* Document text:
** START **

In “This Is Yeats Speaking,” Charles Olson amps his fury against the mandarins who caged Pound by stealing Ben Bulben’s thunder. Magisterial as Olson was—six-foot-eight not counting ghostly mantle—he hardly lacked brass; yet he styled his plea for Pound’s release in the voice of Pound’s patron. I love that essay, as I love Pound’s own febrile allegiances—all but the last. In the post-war years of penitence granted to him by the intercession of friends living and dead, he slipped off to Italy, site of his most troubling entanglements. I picture him—the shock of white hair inches above his ormolu table—scribbling letters late into the night while his secretary, Desmond O’Grady, slipped in with cups of tea, hovering awhile, the way Ezra perhaps once hovered, clerking for Yeats. Pound hardly slept in those Italian years, smiled seldom. This faint echo of history I overheard thirty years ago in a snug on Western Road in Cork, eavesdropping as O’Grady held forth over a crescent of small whiskies. And late last night I basked in that whisky-tinted memory when Bob Mooney phoned to read me Seamus Heaney’s latest contribution to the New York Review of Books, a poem about a Boston fireman which had us chortling for the way it wedges ancient allegiances deep into the grain, describing the eponymous “Helmet” as “headgear/ Of the tribe, as O’Grady called it,” thus celebrating not only an Irish-American firefighter, but a slight Selected Poems that disappeared soon after its release from Gallery for ₤3.60, clothbound, in 1979. In the recitation’s afterglow I reminded Bob how my father would, post-whiskies, urge me to introduce myself to Seamus, since my grandmother is a Heaney from that parish. How easy to feel sometimes that we are all eavesdropping on familial echoes.

I don’t need to whisper across spectral borders to conjure William Heyen; his living voice is vibrantly its own. Yet I borrow his name and invoke his towering presence not just to praise work that grows in stature as it’s shadow-fed, but to affirm an engagement that grips from before and beyond. This year Heyen has published two books of poems, Shoah Train and The Rope, and though they are both extraordinary in different ways, they are webbed in allegiances to history, to earth, to Turtle Island, to Long Island, to childhood, and to book-making.

** END **

* Job 1: Can you translate the sentence "Pound hardly slept in those Italian years, smiled seldom." from the essay on Pound and Heyen into Spanish?
* Job 2: Will you transcribe, word for word, the part of the essay on Pound and Heyen starting with "I don’t need" and going on through "and to book-making."?

* Provided records:
** START **

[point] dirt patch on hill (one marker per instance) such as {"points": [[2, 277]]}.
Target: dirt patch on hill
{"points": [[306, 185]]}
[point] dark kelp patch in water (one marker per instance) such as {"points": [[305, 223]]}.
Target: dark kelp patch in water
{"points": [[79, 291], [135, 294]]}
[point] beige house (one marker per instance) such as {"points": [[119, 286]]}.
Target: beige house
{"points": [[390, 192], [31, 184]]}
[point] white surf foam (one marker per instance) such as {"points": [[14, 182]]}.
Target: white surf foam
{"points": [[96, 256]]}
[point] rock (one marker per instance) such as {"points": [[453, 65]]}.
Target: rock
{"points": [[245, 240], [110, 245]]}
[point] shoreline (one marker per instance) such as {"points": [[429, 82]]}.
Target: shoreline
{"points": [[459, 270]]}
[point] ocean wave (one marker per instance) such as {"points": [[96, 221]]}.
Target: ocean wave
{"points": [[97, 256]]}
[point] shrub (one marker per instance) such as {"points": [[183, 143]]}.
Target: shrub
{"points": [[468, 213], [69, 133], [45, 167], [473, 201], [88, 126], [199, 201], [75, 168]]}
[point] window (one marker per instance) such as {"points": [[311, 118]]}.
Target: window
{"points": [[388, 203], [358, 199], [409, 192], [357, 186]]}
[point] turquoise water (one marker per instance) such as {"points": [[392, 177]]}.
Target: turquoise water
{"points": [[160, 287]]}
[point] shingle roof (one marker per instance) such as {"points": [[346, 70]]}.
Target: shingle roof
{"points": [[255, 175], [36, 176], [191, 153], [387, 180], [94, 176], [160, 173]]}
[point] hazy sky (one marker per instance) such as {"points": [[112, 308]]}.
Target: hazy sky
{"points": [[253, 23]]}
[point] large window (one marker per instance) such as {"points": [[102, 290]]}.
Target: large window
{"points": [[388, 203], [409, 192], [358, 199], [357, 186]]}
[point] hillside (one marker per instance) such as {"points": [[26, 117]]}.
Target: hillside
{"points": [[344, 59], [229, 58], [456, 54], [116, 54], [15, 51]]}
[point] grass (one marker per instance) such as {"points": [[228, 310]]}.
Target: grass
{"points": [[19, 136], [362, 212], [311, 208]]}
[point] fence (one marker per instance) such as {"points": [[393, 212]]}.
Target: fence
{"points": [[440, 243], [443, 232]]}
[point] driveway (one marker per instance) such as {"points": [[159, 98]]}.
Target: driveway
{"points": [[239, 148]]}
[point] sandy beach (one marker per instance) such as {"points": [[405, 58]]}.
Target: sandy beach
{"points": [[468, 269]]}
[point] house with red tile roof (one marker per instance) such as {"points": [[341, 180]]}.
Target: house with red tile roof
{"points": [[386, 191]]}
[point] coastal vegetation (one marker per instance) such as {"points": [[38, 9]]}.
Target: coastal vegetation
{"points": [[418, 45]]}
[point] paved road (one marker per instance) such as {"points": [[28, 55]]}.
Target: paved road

** END **

* Correct answer 1: Pound apenas durmió en aquellos años italianos; rara vez sonreía.

* Correct answer 2:
I don’t need to whisper across spectral borders to conjure William Heyen; his living voice is vibrantly its own. Yet I borrow his name and invoke his towering presence not just to praise work that grows in stature as it’s shadow-fed, but to affirm an engagement that grips from before and beyond. This year Heyen has published two books of poems, Shoah Train and The Rope, and though they are both extraordinary in different ways, they are webbed in allegiances to history, to earth, to Turtle Island, to Long Island, to childhood, and to book-making.